◆ **Task**
Set the listing down unchanged, minus every embedded image.

==================================================

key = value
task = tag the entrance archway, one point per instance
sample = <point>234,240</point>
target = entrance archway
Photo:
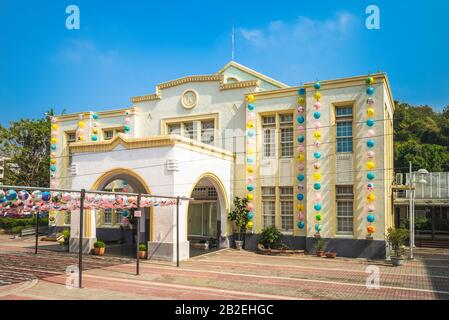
<point>207,216</point>
<point>118,228</point>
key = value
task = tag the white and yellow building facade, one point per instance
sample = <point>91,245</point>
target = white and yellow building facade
<point>314,160</point>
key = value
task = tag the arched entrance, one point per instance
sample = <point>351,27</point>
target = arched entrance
<point>207,216</point>
<point>118,228</point>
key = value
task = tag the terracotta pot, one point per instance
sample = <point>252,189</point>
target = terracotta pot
<point>99,251</point>
<point>142,254</point>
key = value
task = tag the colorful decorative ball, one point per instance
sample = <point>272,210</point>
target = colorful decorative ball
<point>46,196</point>
<point>370,122</point>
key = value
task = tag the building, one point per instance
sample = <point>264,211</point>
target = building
<point>315,160</point>
<point>431,208</point>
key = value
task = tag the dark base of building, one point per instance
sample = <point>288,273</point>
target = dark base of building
<point>350,248</point>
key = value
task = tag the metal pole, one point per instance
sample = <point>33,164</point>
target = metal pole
<point>37,232</point>
<point>138,239</point>
<point>80,246</point>
<point>410,213</point>
<point>177,232</point>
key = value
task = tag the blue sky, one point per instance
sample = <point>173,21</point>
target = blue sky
<point>124,48</point>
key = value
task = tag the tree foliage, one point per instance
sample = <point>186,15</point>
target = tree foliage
<point>421,136</point>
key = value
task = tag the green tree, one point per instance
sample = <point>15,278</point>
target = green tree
<point>27,143</point>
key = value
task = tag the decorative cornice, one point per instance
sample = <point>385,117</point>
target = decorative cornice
<point>149,142</point>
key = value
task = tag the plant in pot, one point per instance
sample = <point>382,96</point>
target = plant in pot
<point>240,218</point>
<point>100,247</point>
<point>143,249</point>
<point>396,239</point>
<point>319,247</point>
<point>270,238</point>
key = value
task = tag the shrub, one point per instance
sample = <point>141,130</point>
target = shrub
<point>396,239</point>
<point>99,244</point>
<point>271,238</point>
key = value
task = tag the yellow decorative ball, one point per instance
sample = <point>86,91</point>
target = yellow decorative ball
<point>370,165</point>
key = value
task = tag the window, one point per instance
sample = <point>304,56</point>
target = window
<point>345,209</point>
<point>269,206</point>
<point>343,117</point>
<point>286,195</point>
<point>286,127</point>
<point>269,137</point>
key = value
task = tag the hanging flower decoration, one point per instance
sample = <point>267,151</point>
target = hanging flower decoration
<point>301,156</point>
<point>370,163</point>
<point>250,157</point>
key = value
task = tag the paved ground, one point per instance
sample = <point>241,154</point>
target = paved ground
<point>225,274</point>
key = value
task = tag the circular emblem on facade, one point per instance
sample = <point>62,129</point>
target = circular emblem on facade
<point>189,99</point>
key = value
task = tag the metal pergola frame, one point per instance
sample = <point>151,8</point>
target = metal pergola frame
<point>83,193</point>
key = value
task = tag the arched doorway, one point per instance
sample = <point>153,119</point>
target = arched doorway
<point>118,227</point>
<point>207,216</point>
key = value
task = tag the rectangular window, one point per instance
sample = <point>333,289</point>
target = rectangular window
<point>286,195</point>
<point>344,119</point>
<point>207,131</point>
<point>345,209</point>
<point>269,206</point>
<point>286,127</point>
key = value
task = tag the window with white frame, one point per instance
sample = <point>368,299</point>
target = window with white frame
<point>345,209</point>
<point>269,136</point>
<point>286,196</point>
<point>269,206</point>
<point>286,142</point>
<point>344,119</point>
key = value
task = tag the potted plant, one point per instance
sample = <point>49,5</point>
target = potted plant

==================================================

◆ **Answer**
key = value
task = tag the entrance archway, one point per instance
sample = <point>234,240</point>
target = entrance archway
Photo:
<point>207,216</point>
<point>118,228</point>
key = value
task = tag the white and yellow building facade, one point per instance
sample = <point>91,245</point>
target = white and yellow building facade
<point>314,160</point>
key = value
task = tag the arched entrance, one point per instance
sample = <point>351,27</point>
target = arched entrance
<point>207,216</point>
<point>118,228</point>
key = value
task = tag the terracotta pot, one point per instance
sample = <point>252,189</point>
target = terracotta pot
<point>99,251</point>
<point>142,254</point>
key = value
task = tag the colorful decorative ball, one point per instance
sample = <point>272,210</point>
target = colorful decorative ball
<point>46,196</point>
<point>370,122</point>
key = value
task = tag the building, one point per instance
sample = <point>264,211</point>
target = building
<point>315,160</point>
<point>431,208</point>
key = value
task = tag the dark base of building, one point per instance
sample = <point>288,273</point>
target = dark base of building
<point>350,248</point>
key = value
task = tag the metal pole, one point per instance
sample = <point>33,164</point>
target = metal pole
<point>37,232</point>
<point>138,239</point>
<point>80,246</point>
<point>410,213</point>
<point>177,232</point>
key = value
task = tag the blue sky, one point per instance
sample = <point>173,21</point>
target = blue sky
<point>124,48</point>
key = value
task = tag the tree foliage, one point per instance
sample = <point>186,15</point>
target = tree foliage
<point>421,136</point>
key = value
task = tag the green tree, one point per instance
sample = <point>15,278</point>
target = green tree
<point>27,143</point>
key = value
task = tag the decorative cornice, one point per instance
sample = <point>385,117</point>
target = decorative cornice
<point>149,142</point>
key = value
task = tag the plant in pot, one point per instance
sample = <point>382,96</point>
target = plant in pot
<point>240,218</point>
<point>100,247</point>
<point>143,249</point>
<point>396,239</point>
<point>319,247</point>
<point>270,238</point>
key = value
task = tag the shrub, one point per instance
sample = <point>141,130</point>
target = shrub
<point>396,239</point>
<point>99,244</point>
<point>271,238</point>
key = value
task = tag the yellow decorative ball, one point per instance
sample = <point>86,91</point>
target = yellow decorative ball
<point>370,165</point>
key = value
task = tag the window, one point per instance
sample = <point>304,56</point>
target = window
<point>345,209</point>
<point>269,206</point>
<point>343,117</point>
<point>286,195</point>
<point>286,127</point>
<point>269,137</point>
key = value
task = tag the hanging flower decoration, one point per instance
sample = <point>267,151</point>
target = hanging flower decoration
<point>301,156</point>
<point>370,163</point>
<point>250,157</point>
key = value
task = tag the paved ground, one point per instance
sample = <point>241,154</point>
target = paved ground
<point>225,274</point>
key = value
task = tag the circular emblem on facade, one point per instance
sample = <point>62,129</point>
target = circular emblem on facade
<point>189,99</point>
key = value
task = tag the metal pergola frame, one point per instance
sample = <point>151,8</point>
target = metal pergola frame
<point>83,193</point>
key = value
task = tag the arched doorway, one point per instance
sample = <point>153,119</point>
target = arched doorway
<point>118,227</point>
<point>207,216</point>
key = value
task = tag the rectangular window, one point per instance
sample = <point>333,289</point>
target = rectangular window
<point>286,195</point>
<point>344,119</point>
<point>207,131</point>
<point>345,209</point>
<point>269,206</point>
<point>286,127</point>
key = value
task = tag the window with white frame, one point per instance
sample = <point>368,299</point>
target = window with white frame
<point>345,209</point>
<point>269,136</point>
<point>286,196</point>
<point>269,206</point>
<point>286,142</point>
<point>344,119</point>
key = value
task = tag the potted plant, one point per instance
sample = <point>49,5</point>
target = potted plant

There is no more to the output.